#### [TEXTO PARA LEITURA]
Apesar de nos servir de incentivo enquanto na medida certa, saudade em demasia pode deteriorar nosso bem-estar ao ponto de ser prejudicial à saúde, principalmente a mental. O que fazer, então, para amenizar a saudade daquilo que está longe?

A pergunta que não quer calar: como se diz “saudade” em inglês? A maioria diz missing, alguns dizem nostalgia, outros longing e até yearning. O próprio OiCanadá já arriscou uma explicação. O número de tentativas para traduzir essa palavra é resultado da inabilidade de cada uma em reproduzir todo o sentimento que há na palavra “saudade.”

Há quem diga que sentir falta é o mesmo que sentir saudade, e que portanto, essas traduções são sim adequadas. Eu não poderia discordar mais. Na minha opinião, dizer isso é dizer que sentir saudade do Brasil, por exemplo, é como sentir falta do controle remoto que, quando quebra, nos faz levantar do sofá para trocar de canal.

“Saudade,” palavra tão presente na poesia e música da língua portuguesa, é certamente mais do que isso. Canções da Bossa Nova como “Chega de saudade” de Tom Jobim e Vinícius de Morais, eternizada no violão e na voz de João Gilberto, falam mais do que a simples percepção de que algo falta. Elas procuram, embora muitas vezes em vão, descrever a sensação de alienação e absurdidade que se sofre quando se sente saudade.

#### [MATERIAL FORNECIDO]

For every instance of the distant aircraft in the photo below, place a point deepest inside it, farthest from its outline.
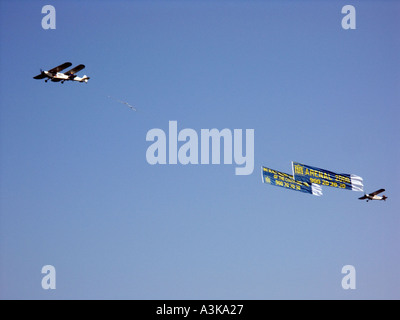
(55, 75)
(374, 196)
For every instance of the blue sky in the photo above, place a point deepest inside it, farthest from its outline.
(76, 189)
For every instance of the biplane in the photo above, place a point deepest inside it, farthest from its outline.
(56, 76)
(373, 196)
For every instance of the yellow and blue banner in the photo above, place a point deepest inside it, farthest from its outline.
(284, 180)
(309, 174)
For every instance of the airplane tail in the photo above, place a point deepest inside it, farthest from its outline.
(85, 78)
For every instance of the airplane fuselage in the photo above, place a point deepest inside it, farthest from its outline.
(375, 197)
(59, 76)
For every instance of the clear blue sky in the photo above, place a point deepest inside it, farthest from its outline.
(76, 189)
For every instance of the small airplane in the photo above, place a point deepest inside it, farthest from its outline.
(374, 196)
(55, 75)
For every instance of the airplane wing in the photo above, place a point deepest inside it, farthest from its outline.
(376, 192)
(60, 67)
(75, 70)
(40, 76)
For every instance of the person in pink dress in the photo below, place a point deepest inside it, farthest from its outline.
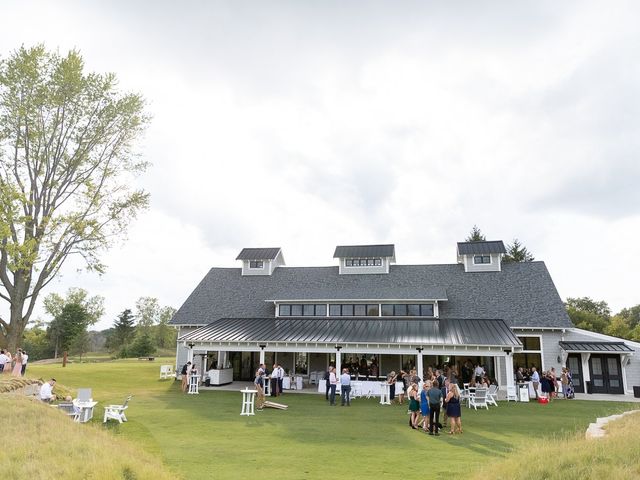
(17, 368)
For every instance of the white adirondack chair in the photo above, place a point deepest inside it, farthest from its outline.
(479, 399)
(116, 412)
(492, 395)
(166, 371)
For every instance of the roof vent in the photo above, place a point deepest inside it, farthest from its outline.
(260, 261)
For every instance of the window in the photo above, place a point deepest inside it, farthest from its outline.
(360, 310)
(479, 259)
(363, 262)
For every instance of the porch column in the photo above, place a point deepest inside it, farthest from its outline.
(508, 363)
(419, 365)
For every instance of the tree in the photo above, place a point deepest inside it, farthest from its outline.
(588, 314)
(631, 315)
(475, 235)
(516, 252)
(55, 304)
(165, 335)
(67, 156)
(123, 330)
(70, 322)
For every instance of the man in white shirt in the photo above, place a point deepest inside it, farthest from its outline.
(46, 391)
(25, 358)
(345, 388)
(3, 360)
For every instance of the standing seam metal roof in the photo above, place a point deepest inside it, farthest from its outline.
(483, 332)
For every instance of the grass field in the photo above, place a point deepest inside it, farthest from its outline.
(203, 436)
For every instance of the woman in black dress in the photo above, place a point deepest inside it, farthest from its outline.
(453, 409)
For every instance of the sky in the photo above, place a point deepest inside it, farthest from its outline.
(306, 125)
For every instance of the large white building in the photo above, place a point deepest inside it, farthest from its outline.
(368, 308)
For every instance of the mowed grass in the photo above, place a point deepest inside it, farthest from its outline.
(203, 436)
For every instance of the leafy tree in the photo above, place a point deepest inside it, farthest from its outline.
(67, 155)
(68, 324)
(631, 315)
(588, 314)
(618, 327)
(165, 334)
(123, 331)
(142, 346)
(147, 312)
(475, 235)
(516, 252)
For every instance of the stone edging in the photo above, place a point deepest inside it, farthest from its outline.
(596, 430)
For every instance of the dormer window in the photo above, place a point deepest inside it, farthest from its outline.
(365, 259)
(480, 259)
(482, 256)
(363, 262)
(260, 261)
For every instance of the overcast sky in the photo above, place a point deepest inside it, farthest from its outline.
(306, 125)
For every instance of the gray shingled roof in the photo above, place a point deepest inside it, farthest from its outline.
(258, 253)
(481, 248)
(366, 251)
(522, 294)
(358, 330)
(594, 347)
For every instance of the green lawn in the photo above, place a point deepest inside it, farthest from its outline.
(203, 436)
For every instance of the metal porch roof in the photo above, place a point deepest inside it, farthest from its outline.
(595, 347)
(357, 330)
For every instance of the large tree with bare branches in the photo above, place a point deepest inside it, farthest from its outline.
(67, 171)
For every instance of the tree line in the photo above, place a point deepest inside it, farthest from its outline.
(135, 333)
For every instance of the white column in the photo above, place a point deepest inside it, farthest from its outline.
(508, 363)
(419, 365)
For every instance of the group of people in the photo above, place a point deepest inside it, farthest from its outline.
(16, 365)
(547, 382)
(438, 394)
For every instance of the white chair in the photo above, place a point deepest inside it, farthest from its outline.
(479, 399)
(116, 412)
(492, 395)
(166, 371)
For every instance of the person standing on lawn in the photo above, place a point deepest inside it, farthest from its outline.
(434, 395)
(184, 373)
(345, 387)
(333, 382)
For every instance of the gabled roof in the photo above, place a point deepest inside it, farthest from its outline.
(360, 330)
(522, 294)
(595, 347)
(480, 248)
(258, 253)
(366, 251)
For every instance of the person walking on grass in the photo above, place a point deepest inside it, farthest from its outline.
(453, 409)
(345, 388)
(333, 382)
(434, 395)
(184, 373)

#### [TAREFAS DO EXERCÍCIO]
[1] Reproduza fielmente o trecho do texto sobre a saudade que começa em "Apesar de nos" e termina em "que está longe?".
[2] De acordo com o texto sobre a saudade, por que há tantas tentativas de traduzir a palavra “saudade” para o inglês? Explique em uma a três frases.

#### [RESPOSTAS POR TAREFA]
[1]
Apesar de nos servir de incentivo enquanto na medida certa, saudade em demasia pode deteriorar nosso bem-estar ao ponto de ser prejudicial à saúde, principalmente a mental. O que fazer, então, para amenizar a saudade daquilo que está longe?

[2] O grande número de tentativas decorre da inabilidade de cada tradução, como missing, nostalgia, longing ou yearning, em reproduzir todo o sentimento contido na palavra “saudade”. Como nenhuma delas dá conta do sentido completo, surgem sempre novas propostas.